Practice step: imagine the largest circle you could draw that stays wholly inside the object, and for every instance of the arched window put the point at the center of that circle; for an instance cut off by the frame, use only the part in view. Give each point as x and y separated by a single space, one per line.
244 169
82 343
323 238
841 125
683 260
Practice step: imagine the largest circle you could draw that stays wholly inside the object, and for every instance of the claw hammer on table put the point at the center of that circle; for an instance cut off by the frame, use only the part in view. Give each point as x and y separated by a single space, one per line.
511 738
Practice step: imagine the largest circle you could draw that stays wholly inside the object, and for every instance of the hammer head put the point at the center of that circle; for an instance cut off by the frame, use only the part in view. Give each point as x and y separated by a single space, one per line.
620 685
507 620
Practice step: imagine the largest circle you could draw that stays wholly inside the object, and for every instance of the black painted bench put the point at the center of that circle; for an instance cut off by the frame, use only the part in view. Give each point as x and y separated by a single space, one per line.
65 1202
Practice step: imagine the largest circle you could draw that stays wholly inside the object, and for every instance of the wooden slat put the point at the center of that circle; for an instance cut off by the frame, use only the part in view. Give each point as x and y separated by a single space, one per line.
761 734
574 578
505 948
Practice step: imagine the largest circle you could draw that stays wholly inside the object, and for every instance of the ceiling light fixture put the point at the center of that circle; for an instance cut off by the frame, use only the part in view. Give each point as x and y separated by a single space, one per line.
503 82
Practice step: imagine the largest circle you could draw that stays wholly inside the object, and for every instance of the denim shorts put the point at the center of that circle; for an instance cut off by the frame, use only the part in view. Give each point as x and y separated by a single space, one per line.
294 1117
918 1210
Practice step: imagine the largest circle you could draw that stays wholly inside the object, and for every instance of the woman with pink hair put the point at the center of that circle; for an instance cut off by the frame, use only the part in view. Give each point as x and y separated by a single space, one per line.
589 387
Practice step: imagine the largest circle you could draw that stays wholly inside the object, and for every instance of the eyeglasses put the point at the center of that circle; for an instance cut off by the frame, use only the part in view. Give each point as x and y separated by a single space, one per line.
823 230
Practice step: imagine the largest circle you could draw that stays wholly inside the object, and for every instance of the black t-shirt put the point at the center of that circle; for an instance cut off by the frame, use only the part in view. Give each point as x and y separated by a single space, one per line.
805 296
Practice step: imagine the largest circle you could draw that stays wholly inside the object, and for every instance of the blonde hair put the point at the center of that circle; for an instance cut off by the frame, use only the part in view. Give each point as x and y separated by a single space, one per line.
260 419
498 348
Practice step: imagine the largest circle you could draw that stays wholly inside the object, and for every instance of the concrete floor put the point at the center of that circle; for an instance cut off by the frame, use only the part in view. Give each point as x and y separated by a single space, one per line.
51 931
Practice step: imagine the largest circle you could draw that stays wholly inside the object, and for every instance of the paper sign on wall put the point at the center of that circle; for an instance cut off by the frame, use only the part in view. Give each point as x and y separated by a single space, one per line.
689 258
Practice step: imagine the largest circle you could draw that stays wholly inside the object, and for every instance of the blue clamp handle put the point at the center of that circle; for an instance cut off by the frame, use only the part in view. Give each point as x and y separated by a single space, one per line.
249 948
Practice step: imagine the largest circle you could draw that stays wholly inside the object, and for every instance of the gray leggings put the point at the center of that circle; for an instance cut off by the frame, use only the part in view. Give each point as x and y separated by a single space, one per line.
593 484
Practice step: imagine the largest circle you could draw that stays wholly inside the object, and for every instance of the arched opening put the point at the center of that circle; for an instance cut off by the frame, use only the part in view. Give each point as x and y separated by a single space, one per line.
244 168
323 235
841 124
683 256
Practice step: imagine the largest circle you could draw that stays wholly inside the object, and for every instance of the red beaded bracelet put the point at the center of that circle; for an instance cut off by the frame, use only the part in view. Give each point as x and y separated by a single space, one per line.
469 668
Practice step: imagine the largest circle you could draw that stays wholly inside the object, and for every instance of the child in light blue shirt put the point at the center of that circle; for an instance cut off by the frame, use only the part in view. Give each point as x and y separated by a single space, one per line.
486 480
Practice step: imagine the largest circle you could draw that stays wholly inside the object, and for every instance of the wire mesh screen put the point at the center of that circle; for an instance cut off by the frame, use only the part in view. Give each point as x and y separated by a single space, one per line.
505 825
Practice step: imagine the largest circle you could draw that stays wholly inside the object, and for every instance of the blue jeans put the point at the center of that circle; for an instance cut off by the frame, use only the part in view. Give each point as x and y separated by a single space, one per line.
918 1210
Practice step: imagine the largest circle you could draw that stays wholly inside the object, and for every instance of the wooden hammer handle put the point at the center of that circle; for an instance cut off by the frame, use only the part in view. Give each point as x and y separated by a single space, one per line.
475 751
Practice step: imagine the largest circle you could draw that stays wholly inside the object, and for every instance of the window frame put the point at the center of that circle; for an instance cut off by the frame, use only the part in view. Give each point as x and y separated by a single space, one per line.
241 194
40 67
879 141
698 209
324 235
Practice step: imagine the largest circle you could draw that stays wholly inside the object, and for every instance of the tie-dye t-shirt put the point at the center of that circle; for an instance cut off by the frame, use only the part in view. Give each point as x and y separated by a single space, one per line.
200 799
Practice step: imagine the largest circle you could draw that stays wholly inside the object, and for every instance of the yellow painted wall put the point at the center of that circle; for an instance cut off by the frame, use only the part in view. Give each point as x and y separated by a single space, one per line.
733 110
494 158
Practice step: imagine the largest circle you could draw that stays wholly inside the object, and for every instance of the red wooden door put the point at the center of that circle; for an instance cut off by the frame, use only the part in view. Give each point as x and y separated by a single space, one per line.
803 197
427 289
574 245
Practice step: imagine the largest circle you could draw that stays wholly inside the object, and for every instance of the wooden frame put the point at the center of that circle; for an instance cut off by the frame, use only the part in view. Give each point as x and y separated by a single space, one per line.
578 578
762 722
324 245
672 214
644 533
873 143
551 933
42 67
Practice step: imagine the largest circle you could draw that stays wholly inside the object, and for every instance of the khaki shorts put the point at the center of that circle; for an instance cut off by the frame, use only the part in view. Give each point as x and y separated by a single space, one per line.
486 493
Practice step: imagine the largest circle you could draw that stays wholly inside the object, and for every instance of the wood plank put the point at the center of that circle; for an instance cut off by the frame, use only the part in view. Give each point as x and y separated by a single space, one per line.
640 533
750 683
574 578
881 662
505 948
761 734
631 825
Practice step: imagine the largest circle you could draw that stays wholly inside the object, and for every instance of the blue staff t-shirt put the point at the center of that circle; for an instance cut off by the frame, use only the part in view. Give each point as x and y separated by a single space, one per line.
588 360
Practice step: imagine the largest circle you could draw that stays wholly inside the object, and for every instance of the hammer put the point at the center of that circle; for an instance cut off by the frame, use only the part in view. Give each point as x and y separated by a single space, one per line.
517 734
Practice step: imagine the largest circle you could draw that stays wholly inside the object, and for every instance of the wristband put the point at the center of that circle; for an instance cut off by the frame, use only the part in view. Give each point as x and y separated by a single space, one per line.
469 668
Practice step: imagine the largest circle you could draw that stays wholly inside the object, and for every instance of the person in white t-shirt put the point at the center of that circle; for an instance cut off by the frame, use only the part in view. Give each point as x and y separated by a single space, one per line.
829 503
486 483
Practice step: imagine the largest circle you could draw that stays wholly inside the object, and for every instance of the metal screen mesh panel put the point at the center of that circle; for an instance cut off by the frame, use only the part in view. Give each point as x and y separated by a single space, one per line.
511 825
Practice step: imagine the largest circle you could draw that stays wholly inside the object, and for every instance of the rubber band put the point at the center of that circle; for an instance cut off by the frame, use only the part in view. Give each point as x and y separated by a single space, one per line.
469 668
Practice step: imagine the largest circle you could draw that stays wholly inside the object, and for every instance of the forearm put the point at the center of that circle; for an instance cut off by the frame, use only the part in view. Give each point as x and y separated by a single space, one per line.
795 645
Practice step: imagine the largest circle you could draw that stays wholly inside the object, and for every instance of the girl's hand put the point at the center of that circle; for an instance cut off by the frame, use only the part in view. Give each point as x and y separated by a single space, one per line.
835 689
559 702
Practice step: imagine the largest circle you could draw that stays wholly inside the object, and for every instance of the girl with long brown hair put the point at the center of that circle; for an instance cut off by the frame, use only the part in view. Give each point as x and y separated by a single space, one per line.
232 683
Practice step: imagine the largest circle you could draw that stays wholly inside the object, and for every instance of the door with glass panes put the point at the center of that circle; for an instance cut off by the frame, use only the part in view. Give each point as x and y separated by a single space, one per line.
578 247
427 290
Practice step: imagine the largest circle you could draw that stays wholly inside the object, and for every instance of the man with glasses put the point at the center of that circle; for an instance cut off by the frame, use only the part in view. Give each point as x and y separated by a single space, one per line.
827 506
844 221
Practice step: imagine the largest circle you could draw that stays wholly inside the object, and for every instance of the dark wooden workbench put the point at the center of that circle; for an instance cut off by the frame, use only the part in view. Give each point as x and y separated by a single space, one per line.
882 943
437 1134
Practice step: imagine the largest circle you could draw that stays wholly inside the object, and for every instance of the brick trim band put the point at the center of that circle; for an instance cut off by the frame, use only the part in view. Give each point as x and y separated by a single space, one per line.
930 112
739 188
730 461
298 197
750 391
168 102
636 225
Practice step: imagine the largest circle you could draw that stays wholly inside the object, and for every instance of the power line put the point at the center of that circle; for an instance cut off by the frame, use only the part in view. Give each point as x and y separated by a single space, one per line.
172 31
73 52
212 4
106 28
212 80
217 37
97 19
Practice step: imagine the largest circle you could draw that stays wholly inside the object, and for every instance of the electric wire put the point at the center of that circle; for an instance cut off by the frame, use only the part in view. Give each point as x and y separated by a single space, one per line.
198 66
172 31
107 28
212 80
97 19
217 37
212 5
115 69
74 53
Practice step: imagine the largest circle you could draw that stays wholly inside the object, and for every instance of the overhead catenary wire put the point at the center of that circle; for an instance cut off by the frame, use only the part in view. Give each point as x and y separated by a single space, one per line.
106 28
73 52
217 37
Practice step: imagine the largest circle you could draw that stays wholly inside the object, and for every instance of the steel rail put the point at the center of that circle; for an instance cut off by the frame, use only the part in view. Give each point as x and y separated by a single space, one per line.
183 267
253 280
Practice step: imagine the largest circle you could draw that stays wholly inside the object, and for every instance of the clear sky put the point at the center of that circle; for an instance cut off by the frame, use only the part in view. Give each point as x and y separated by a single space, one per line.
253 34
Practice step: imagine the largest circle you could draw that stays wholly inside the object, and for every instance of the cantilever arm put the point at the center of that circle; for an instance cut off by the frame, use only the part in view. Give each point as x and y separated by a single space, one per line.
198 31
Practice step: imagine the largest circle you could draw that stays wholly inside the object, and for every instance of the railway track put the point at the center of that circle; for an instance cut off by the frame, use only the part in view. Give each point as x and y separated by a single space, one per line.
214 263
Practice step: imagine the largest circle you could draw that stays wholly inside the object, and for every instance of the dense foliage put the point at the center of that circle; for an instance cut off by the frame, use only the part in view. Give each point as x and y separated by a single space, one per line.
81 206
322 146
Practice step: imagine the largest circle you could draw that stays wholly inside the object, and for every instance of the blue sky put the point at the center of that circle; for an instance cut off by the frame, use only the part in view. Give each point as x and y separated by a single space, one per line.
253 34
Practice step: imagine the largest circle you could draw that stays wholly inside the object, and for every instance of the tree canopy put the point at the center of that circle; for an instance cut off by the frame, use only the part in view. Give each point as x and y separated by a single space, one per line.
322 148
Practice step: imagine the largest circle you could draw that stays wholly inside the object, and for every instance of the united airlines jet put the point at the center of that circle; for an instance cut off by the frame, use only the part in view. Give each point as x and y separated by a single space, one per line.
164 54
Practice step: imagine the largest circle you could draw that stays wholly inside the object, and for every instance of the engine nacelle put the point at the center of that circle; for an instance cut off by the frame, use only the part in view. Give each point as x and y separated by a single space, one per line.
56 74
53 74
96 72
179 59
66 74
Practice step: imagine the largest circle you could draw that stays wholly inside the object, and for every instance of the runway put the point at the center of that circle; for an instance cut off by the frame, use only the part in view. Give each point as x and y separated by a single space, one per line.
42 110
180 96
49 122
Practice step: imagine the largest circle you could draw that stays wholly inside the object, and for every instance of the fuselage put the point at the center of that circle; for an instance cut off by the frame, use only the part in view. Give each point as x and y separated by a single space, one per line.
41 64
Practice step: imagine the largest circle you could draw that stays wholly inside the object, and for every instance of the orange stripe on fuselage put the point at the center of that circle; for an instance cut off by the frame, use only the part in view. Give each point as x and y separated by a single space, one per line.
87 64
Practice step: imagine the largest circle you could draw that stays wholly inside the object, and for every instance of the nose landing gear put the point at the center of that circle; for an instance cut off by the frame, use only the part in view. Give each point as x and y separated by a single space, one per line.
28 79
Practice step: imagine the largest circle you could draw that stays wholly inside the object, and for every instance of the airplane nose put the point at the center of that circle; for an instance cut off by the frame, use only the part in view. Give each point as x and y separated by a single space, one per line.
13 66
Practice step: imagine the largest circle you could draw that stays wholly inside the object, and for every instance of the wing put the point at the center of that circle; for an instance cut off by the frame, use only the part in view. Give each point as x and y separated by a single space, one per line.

_Short problem_
Take the line that contains "of the fuselage" and every line after it through the end of the listing above, and repeat them exactly.

_Response to this task_
Practice step: imagine the largest circle you could draw that stays wholly inside the object, and for every instance of the fuselage put the point at the center of that circle; for an instance cut off by the frame, use only the part in view. Give each point as x and y separated by a single space, one per line.
41 64
Practice step: imagine the largest circle you could draw that stays wholly inside the object, and for every instance of the orange stripe on fuselage put the point at the center of that circle; for an instance cut off by the frame, use only the part in view. Give each point as x and y separated by a single space, one per line.
87 64
Practice step: imagine the largest circle you could draw that stays wholly inside the object, and for every instance of the nose landing gear put the point at the center of that circle; for an instance cut off by the frame, use only the part in view. Give each point as x and y separated by a single space, one per line.
28 79
Practice step: imagine the largest circle you could draw that stays wholly inside the object, and for every instance of the airplane nose put the point at the center of that circle; for an instance cut off by the frame, use only the part in view. Give each point as x and y separated by a single space, one per line.
13 66
Practice step: imagine the largest circle you could draw that stays wholly inside the object, and for every instance of the wing put the point at the center of that circle; for an instance cut off by the frame, use only the part in view. Give each point as x and y separated by a single space, one per line.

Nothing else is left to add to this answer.